START Data supplied

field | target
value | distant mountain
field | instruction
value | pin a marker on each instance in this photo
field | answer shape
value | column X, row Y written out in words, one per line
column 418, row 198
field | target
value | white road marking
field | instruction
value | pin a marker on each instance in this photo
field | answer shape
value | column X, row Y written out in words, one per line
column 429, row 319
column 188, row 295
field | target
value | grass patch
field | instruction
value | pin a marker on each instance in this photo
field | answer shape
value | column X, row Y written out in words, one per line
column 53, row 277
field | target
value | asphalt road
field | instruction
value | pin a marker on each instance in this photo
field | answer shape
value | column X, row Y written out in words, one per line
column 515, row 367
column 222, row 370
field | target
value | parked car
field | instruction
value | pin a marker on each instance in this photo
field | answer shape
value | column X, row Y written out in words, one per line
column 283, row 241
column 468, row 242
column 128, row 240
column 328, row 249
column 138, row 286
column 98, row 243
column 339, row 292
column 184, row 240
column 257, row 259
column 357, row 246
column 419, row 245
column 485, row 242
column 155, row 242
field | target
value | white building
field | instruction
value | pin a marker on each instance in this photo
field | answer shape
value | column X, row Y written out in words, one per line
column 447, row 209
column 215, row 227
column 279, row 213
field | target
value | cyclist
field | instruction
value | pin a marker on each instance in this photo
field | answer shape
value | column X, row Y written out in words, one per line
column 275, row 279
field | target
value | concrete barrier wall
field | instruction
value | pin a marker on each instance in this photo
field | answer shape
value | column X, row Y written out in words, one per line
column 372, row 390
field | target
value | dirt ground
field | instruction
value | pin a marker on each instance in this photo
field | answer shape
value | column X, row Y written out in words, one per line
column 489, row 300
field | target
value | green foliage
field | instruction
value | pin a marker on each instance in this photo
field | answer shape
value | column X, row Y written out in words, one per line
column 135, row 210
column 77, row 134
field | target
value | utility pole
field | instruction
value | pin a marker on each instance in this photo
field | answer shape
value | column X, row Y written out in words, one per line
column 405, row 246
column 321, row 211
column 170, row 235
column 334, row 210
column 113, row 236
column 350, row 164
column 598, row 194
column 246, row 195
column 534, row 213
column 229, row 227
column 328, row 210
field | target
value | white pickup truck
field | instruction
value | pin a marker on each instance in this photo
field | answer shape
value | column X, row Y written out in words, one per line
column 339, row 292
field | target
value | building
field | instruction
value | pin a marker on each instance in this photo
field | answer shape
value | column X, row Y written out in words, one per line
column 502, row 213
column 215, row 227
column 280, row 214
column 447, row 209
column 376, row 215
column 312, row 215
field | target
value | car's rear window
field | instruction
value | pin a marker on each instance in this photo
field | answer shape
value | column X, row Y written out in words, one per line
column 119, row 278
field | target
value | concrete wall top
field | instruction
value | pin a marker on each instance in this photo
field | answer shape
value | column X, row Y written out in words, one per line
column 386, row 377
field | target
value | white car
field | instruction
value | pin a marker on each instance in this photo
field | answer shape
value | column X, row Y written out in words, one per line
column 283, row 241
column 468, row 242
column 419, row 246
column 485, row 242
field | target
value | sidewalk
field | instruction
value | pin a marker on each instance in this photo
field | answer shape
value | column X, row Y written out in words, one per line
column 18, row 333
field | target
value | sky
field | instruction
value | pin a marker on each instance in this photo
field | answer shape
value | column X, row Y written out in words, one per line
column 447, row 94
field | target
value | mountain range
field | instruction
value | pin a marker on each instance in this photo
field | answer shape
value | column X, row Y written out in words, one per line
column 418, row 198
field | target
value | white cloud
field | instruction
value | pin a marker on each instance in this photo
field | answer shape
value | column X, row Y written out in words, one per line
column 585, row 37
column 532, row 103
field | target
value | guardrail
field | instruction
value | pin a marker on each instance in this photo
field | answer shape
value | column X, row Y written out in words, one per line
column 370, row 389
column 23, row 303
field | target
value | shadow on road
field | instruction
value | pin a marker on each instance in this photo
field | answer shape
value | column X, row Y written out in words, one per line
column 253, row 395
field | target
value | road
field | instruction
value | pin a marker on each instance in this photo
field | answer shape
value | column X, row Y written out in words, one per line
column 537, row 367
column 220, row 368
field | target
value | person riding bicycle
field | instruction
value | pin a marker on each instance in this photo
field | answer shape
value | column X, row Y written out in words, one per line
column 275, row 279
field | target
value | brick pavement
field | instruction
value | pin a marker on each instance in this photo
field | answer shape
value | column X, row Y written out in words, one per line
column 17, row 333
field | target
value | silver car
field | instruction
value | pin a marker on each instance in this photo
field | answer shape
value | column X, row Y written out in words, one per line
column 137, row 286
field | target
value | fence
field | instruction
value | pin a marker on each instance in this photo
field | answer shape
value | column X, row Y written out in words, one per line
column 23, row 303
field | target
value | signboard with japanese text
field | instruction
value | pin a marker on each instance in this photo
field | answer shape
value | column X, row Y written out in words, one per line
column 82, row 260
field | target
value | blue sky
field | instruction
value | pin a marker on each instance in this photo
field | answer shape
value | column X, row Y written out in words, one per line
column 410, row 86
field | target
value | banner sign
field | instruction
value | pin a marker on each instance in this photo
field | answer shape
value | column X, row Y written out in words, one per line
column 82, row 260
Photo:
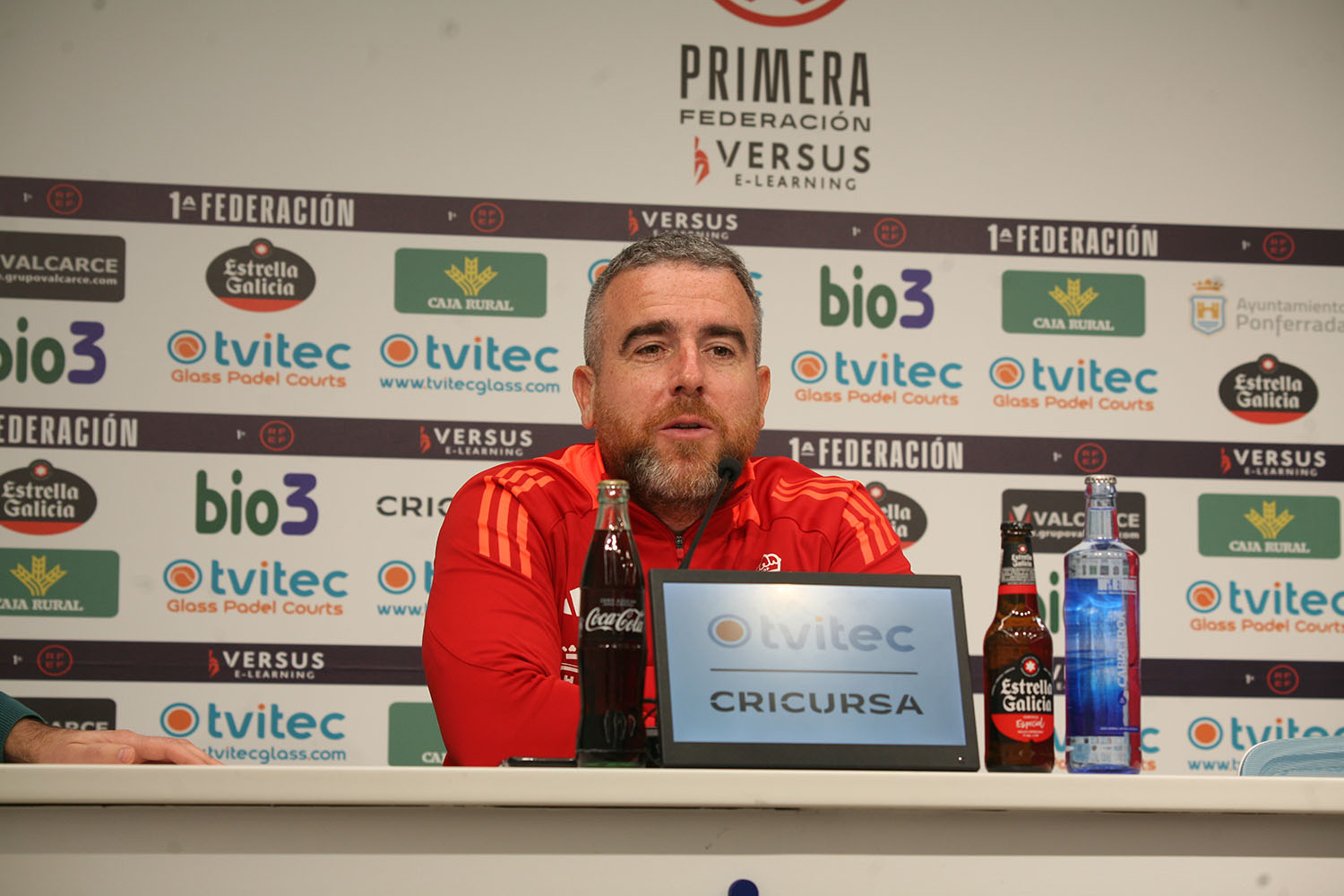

END Data supplied

Leave out the pictures and copy every record above exactly.

* _Exercise answer_:
field | target
value | distant mountain
field | instruction
value | pin a marker on each instance in this photo
field | answer shape
value | column X, row Y written out in words, one per line
column 418, row 198
field | target
value | white road marking
field | instruction
value | pin a marker on each instance in this photo
field | answer shape
value | column X, row Y written out in words, one per line
column 429, row 319
column 188, row 295
field | target
value | grass patch
field | instruction
value | pin a marker on each instance in this photo
field | answer shape
value | column X, row Y written out in words, one per line
column 53, row 277
field | target
value | asphalt road
field | instruction
value | pin a marker on each instance in this photo
field | answer shape
value | column X, row Y written out in words, one per line
column 515, row 367
column 222, row 370
field | target
value | parked car
field | instruction
value | pin a marker on each instance in this photo
field | answer shape
value | column X, row Y written out in words, one per line
column 283, row 241
column 468, row 242
column 128, row 240
column 328, row 249
column 138, row 286
column 98, row 243
column 339, row 292
column 184, row 240
column 257, row 259
column 357, row 246
column 419, row 245
column 485, row 242
column 155, row 242
field | target
value | white building
field | instruction
value | pin a marker on each instance in this photo
field | answer shape
value | column X, row Y written out in words, one per line
column 447, row 209
column 215, row 227
column 279, row 213
field | target
value | cyclist
field | instruction
value | pin a marker on each instance in this photo
field | answer shape
value | column X, row Y written out in words, one per line
column 275, row 279
field | target
value | concrete barrier wall
field | instruction
value | pin a marker on each instance in this photo
field | answer shape
value | column X, row Y written out in words, one per line
column 372, row 390
field | target
value | dirt ground
field | instruction
value | pin a marker on each instance in this photo
field | answer shape
value | column X, row Y written out in words, one per line
column 489, row 300
field | target
value | green foliage
field | instruction
value | pin a marker on each instance in this photo
field | answer shape
value | column X, row Y written out in words, one per line
column 135, row 210
column 77, row 134
field | target
value | utility pole
field | instruction
value | pin a marker on each instance in this photo
field | answer shape
value | column X, row Y written out in words, one per line
column 405, row 246
column 321, row 211
column 170, row 235
column 334, row 210
column 113, row 236
column 350, row 164
column 598, row 194
column 246, row 195
column 534, row 213
column 229, row 227
column 328, row 210
field | target
value | white pickup truck
field | instruction
value | pin a marker on each instance in this photo
field | answer shape
value | column X, row Y written out in words, one per line
column 339, row 292
field | target
value | building
field | instruction
value | pin a marker on each instance in this photo
field | answer shape
value | column X, row Y written out in words, one per line
column 502, row 213
column 215, row 227
column 280, row 214
column 447, row 209
column 376, row 215
column 312, row 215
field | target
value | car's rear window
field | instruction
value | pin a marker on each instance in this photo
field | answer shape
value | column X, row Y written out in words, one per line
column 119, row 278
field | target
value | concrete wall top
field | instruction
value | pin a marker on each instance in this photo
field | answer shape
value | column X, row Y written out in words, one per line
column 386, row 377
field | target
value | white car
field | instruction
value | pin a marker on each instance in this photo
field | answer shape
value | column X, row Y written out in words, one per line
column 283, row 241
column 468, row 242
column 419, row 246
column 485, row 242
field | target
value | sidewalk
field | instruction
value | pin a marker on each instance in this photo
field | answer shape
value | column X, row Y written out in words, one per line
column 18, row 333
field | target
value | sky
field | instruction
value | pin a marker on each instance in this photo
field | answer shape
value | column X, row Y written out in words, one per line
column 447, row 94
field | target
value | mountain range
field | instruction
value | pin a marker on each instance in this photo
field | answer shape
value | column X, row Y written out in words, one per line
column 418, row 198
field | target
value | white cloud
field | instruction
value | pin a marker on each instance in this photo
field | answer shape
value | column X, row Y written out in words, one per line
column 585, row 37
column 532, row 103
field | target
value | guardrail
field | instruction
value | pin a marker on each instance in this photo
field | answer shape
value | column X, row Y written out in words, one per line
column 370, row 389
column 23, row 303
field | target
value | shadow on road
field | instruction
value | pin a marker on each instance in this photo
field | answer shape
value | column X, row Y written out in words, one per line
column 253, row 395
field | target
value | road
field | instruction
value | pin a marker on each instance in this photo
field | answer shape
value | column X, row Y written out in words, one per line
column 537, row 367
column 220, row 368
field | target
value | person riding bicycle
field | instruction
value | pin a marker on each instance in this photo
field | answer shape
value | column X, row Y written out in words, one per line
column 275, row 279
field | target
value | brick pavement
field | instruction
value | pin a marker on each instance in this photo
field | answer shape
value | column X, row Y written out in words, one per line
column 17, row 333
field | target
value | silver car
field | instruction
value | pin a marker on each instance in this photo
field | answer shape
value | column X, row Y written out in words, one per line
column 137, row 286
field | target
value | fence
field | instruction
value | pin a marker on each instance in this photo
field | answer shape
value | column X, row Y written out in words, one per line
column 23, row 303
field | target
value | signboard with japanese text
field | instruction
value | pin a marker on each instance in this photo
field | answer shape
value | column X, row Y written out in words, one per line
column 82, row 260
field | target
value | blue sky
field | instruction
value | pin a marker on each instance in this photo
field | answer shape
value | column X, row Y written out in words, one per line
column 410, row 86
field | target
value | banner sign
field | instruction
value | pin a marker on each instance in this photo
field | answer shape
value | column X, row Y written out in words, one per line
column 82, row 260
Photo:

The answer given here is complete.